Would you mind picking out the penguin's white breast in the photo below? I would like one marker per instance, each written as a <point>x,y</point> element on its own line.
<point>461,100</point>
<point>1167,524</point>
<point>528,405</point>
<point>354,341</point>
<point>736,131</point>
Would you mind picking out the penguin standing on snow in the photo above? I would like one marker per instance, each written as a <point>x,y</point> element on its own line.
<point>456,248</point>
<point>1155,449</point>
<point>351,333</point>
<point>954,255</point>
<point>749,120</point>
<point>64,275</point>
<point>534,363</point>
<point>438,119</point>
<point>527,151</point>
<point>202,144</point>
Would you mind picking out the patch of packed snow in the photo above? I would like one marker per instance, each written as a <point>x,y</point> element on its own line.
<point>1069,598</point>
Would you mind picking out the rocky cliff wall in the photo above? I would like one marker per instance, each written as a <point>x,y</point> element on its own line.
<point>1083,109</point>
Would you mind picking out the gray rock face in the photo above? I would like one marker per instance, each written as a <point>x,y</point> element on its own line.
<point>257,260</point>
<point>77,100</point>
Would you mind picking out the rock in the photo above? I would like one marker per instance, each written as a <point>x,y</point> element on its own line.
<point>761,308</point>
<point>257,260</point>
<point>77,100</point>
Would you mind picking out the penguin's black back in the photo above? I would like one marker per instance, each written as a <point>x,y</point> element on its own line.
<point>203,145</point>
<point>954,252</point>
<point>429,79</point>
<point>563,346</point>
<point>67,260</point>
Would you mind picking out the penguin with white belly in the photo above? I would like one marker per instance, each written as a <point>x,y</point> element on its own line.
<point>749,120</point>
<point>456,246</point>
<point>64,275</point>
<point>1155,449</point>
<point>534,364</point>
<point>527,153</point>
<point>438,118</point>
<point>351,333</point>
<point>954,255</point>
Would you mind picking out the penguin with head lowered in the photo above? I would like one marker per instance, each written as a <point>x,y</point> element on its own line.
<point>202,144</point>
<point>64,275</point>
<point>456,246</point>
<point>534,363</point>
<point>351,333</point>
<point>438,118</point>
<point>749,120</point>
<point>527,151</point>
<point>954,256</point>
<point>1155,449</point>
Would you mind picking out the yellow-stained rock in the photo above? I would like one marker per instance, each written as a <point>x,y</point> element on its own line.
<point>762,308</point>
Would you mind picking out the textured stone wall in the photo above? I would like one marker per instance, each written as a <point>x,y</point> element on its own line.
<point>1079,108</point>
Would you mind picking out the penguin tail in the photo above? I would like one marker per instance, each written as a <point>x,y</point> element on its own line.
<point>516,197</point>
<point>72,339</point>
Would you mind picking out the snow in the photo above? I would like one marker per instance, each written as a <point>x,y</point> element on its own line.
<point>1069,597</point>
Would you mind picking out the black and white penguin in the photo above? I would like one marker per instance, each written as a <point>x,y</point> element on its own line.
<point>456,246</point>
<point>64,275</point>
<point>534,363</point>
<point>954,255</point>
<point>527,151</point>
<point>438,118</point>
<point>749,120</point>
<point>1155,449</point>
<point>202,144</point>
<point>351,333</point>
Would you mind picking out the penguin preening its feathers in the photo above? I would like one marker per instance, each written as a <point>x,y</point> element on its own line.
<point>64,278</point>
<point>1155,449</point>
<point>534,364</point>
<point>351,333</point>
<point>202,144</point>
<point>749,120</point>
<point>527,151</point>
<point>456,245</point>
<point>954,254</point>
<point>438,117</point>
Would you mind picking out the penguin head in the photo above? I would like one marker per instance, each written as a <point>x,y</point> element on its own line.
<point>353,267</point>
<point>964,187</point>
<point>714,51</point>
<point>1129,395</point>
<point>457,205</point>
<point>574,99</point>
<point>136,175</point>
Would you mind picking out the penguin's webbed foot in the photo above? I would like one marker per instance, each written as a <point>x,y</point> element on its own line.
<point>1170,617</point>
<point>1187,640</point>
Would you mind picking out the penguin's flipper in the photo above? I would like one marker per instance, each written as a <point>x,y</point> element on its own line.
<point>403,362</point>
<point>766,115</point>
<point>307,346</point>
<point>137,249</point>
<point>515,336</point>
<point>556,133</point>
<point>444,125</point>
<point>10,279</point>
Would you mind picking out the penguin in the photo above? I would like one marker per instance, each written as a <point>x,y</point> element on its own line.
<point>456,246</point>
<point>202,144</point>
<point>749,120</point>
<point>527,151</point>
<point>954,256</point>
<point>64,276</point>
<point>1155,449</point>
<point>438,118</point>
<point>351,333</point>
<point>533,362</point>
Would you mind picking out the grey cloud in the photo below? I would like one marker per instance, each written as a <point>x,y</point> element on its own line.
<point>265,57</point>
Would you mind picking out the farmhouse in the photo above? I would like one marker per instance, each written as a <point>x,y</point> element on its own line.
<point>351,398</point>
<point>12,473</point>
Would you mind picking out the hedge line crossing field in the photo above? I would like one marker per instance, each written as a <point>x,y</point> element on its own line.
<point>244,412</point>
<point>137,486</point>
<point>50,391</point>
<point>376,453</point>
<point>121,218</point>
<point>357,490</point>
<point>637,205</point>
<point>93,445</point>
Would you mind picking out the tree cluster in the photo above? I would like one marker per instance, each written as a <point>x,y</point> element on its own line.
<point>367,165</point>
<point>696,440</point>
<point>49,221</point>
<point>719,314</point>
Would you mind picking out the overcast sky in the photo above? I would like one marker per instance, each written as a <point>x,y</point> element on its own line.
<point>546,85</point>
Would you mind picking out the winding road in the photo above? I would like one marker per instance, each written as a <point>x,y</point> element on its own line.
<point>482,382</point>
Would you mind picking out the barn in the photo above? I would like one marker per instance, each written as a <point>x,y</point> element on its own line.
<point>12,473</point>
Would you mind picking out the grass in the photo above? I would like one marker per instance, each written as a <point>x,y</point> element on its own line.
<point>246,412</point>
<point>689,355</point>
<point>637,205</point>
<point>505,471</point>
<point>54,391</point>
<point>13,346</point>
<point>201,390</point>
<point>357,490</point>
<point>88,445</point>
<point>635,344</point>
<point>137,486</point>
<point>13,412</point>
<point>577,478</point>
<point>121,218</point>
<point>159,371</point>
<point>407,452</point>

Task instructions.
Convert the records above into a Markdown table with the columns n and Line, giving each non-blank line its own row numbered in order.

Result for this task.
| n | Line |
|---|---|
| 1 | Would you mind picking out the penguin's white breast in the photo below? I would like one marker per instance, each written as a <point>x,y</point> element on its own line. |
| 2 | <point>461,100</point> |
| 3 | <point>1167,524</point> |
| 4 | <point>528,405</point> |
| 5 | <point>354,341</point> |
| 6 | <point>736,131</point> |
| 7 | Would you mind picking out the penguin standing on snow in the photo above? I would like one marker per instance, each written as a <point>x,y</point> element on its own line. |
| 8 | <point>456,248</point> |
| 9 | <point>1155,449</point> |
| 10 | <point>351,333</point> |
| 11 | <point>954,255</point> |
| 12 | <point>749,120</point> |
| 13 | <point>64,275</point> |
| 14 | <point>534,363</point> |
| 15 | <point>438,119</point> |
| 16 | <point>527,151</point> |
| 17 | <point>202,144</point> |
| 18 | Would you mind picking out the patch of packed snow in the photo above? I would like one marker per instance, each written as a <point>x,y</point> element on its own line. |
| 19 | <point>1069,598</point> |
| 20 | Would you mind picking out the rocky cliff wall in the photo above? I would like one marker per instance, each written as a <point>x,y</point> element on its own line. |
| 21 | <point>1083,109</point> |
| 22 | Would you mind picking out the gray rock face in the photo above? I would like one marker per instance, each written as a <point>x,y</point> element on its own line. |
| 23 | <point>257,260</point> |
| 24 | <point>77,100</point> |
| 25 | Would you mind picking out the rock in the photo above? I would like one marker per instance, each written as a <point>x,y</point> element on its own line. |
| 26 | <point>761,308</point> |
| 27 | <point>257,260</point> |
| 28 | <point>77,100</point> |
| 29 | Would you mind picking out the penguin's black back in the photo above? I would like one marker per instance, each written as a <point>x,y</point> element on its own line. |
| 30 | <point>203,145</point> |
| 31 | <point>954,252</point> |
| 32 | <point>429,79</point> |
| 33 | <point>563,346</point> |
| 34 | <point>67,260</point> |
| 35 | Would you mind picking out the penguin with white belly in the photo above? I would like one marker per instance, each written as a <point>x,y</point> element on its own line. |
| 36 | <point>749,120</point> |
| 37 | <point>456,246</point> |
| 38 | <point>64,275</point> |
| 39 | <point>1155,449</point> |
| 40 | <point>534,364</point> |
| 41 | <point>527,153</point> |
| 42 | <point>438,118</point> |
| 43 | <point>351,333</point> |
| 44 | <point>954,255</point> |
| 45 | Would you mind picking out the penguin with head lowered in the photo above? I would like one marker per instance, each written as a <point>x,y</point> element on its own line. |
| 46 | <point>202,144</point> |
| 47 | <point>64,275</point> |
| 48 | <point>456,246</point> |
| 49 | <point>534,363</point> |
| 50 | <point>351,333</point> |
| 51 | <point>438,118</point> |
| 52 | <point>749,120</point> |
| 53 | <point>527,151</point> |
| 54 | <point>954,256</point> |
| 55 | <point>1155,449</point> |
| 56 | Would you mind picking out the yellow-stained rock in the photo above? I would like one marker per instance, each written as a <point>x,y</point> element on its own line. |
| 57 | <point>762,308</point> |
| 58 | Would you mind picking out the textured stone wall in the photo above? I would like one marker per instance, each written as a <point>x,y</point> element on its own line. |
| 59 | <point>1079,108</point> |
| 60 | Would you mind picking out the penguin tail in the photo above? I would like one marker per instance, each written as a <point>x,y</point> element on its own line. |
| 61 | <point>516,197</point> |
| 62 | <point>72,339</point> |
| 63 | Would you mind picking out the snow in the photo above? I would like one marker per instance, each written as a <point>x,y</point> element on its own line. |
| 64 | <point>1069,597</point> |
| 65 | Would you mind picking out the black and white penguin in the photo above? I would like one marker per instance, each written as a <point>x,y</point> element on its own line. |
| 66 | <point>456,246</point> |
| 67 | <point>64,275</point> |
| 68 | <point>534,363</point> |
| 69 | <point>954,255</point> |
| 70 | <point>527,151</point> |
| 71 | <point>438,118</point> |
| 72 | <point>749,120</point> |
| 73 | <point>1155,449</point> |
| 74 | <point>202,144</point> |
| 75 | <point>351,333</point> |
| 76 | Would you mind picking out the penguin preening its feathers in the photo above? I would like one marker per instance, each written as a <point>x,y</point> element on its own line. |
| 77 | <point>64,278</point> |
| 78 | <point>1155,449</point> |
| 79 | <point>534,364</point> |
| 80 | <point>351,333</point> |
| 81 | <point>202,144</point> |
| 82 | <point>749,120</point> |
| 83 | <point>527,151</point> |
| 84 | <point>456,245</point> |
| 85 | <point>954,254</point> |
| 86 | <point>438,117</point> |
| 87 | Would you mind picking out the penguin head in the photo above? I would like one marker per instance, each written as a <point>x,y</point> element on its own line. |
| 88 | <point>353,267</point> |
| 89 | <point>964,187</point> |
| 90 | <point>714,51</point> |
| 91 | <point>1129,395</point> |
| 92 | <point>457,205</point> |
| 93 | <point>574,99</point> |
| 94 | <point>136,175</point> |
| 95 | Would you mind picking out the penguin's webbed foot in the photo above? I would like one marker per instance, each written as a <point>x,y</point> element on its own line. |
| 96 | <point>1170,617</point> |
| 97 | <point>1187,640</point> |
| 98 | Would you mind picking out the penguin's flipper in the photo above? I would like one marker per instance, each written as a <point>x,y</point> element on its own line. |
| 99 | <point>403,362</point> |
| 100 | <point>766,115</point> |
| 101 | <point>307,346</point> |
| 102 | <point>137,249</point> |
| 103 | <point>515,336</point> |
| 104 | <point>556,133</point> |
| 105 | <point>444,125</point> |
| 106 | <point>10,279</point> |
| 107 | Would you mind picking out the penguin in the photo above? I would like one marker per instance, each written as a <point>x,y</point> element on its own line. |
| 108 | <point>456,246</point> |
| 109 | <point>202,144</point> |
| 110 | <point>749,120</point> |
| 111 | <point>527,151</point> |
| 112 | <point>954,256</point> |
| 113 | <point>64,276</point> |
| 114 | <point>1155,449</point> |
| 115 | <point>438,118</point> |
| 116 | <point>351,333</point> |
| 117 | <point>533,362</point> |
| 118 | Would you mind picking out the grey cloud in the photo below? I would like one marker per instance, each written as a <point>x,y</point> element on its own line. |
| 119 | <point>265,57</point> |
| 120 | Would you mind picking out the farmhouse in the photo above? I would like one marker per instance, each written as a <point>x,y</point> element on its own line. |
| 121 | <point>351,398</point> |
| 122 | <point>12,473</point> |
| 123 | Would you mind picking out the hedge line crossing field in the photo above? I would like one marker per instance, each written as a <point>x,y</point> element on its own line. |
| 124 | <point>244,412</point> |
| 125 | <point>137,486</point> |
| 126 | <point>50,391</point> |
| 127 | <point>376,453</point> |
| 128 | <point>121,218</point> |
| 129 | <point>357,490</point> |
| 130 | <point>637,205</point> |
| 131 | <point>93,445</point> |
| 132 | Would you mind picking out the tree cluster in the photo above? I would like one marker per instance, each written as a <point>x,y</point> element on its own line. |
| 133 | <point>367,165</point> |
| 134 | <point>696,440</point> |
| 135 | <point>49,221</point> |
| 136 | <point>719,314</point> |
| 137 | Would you mind picking out the overcast sky in the photo above? I would like one marker per instance, each written as a <point>x,y</point> element on its own line. |
| 138 | <point>546,85</point> |
| 139 | Would you mind picking out the winding road in the photo above? I would like one marker per instance, each written as a <point>x,y</point> element on its own line. |
| 140 | <point>482,382</point> |
| 141 | Would you mind picking out the barn in the photo above? I would like one marker per instance, each written as a <point>x,y</point> element on its own line. |
| 142 | <point>12,473</point> |
| 143 | Would you mind picking out the grass in the photo above? I would like one marker per instance, each written as a <point>x,y</point> element on its own line. |
| 144 | <point>246,412</point> |
| 145 | <point>689,355</point> |
| 146 | <point>637,205</point> |
| 147 | <point>505,471</point> |
| 148 | <point>54,391</point> |
| 149 | <point>13,346</point> |
| 150 | <point>201,390</point> |
| 151 | <point>357,490</point> |
| 152 | <point>88,445</point> |
| 153 | <point>635,344</point> |
| 154 | <point>137,486</point> |
| 155 | <point>13,412</point> |
| 156 | <point>577,478</point> |
| 157 | <point>121,218</point> |
| 158 | <point>159,371</point> |
| 159 | <point>407,452</point> |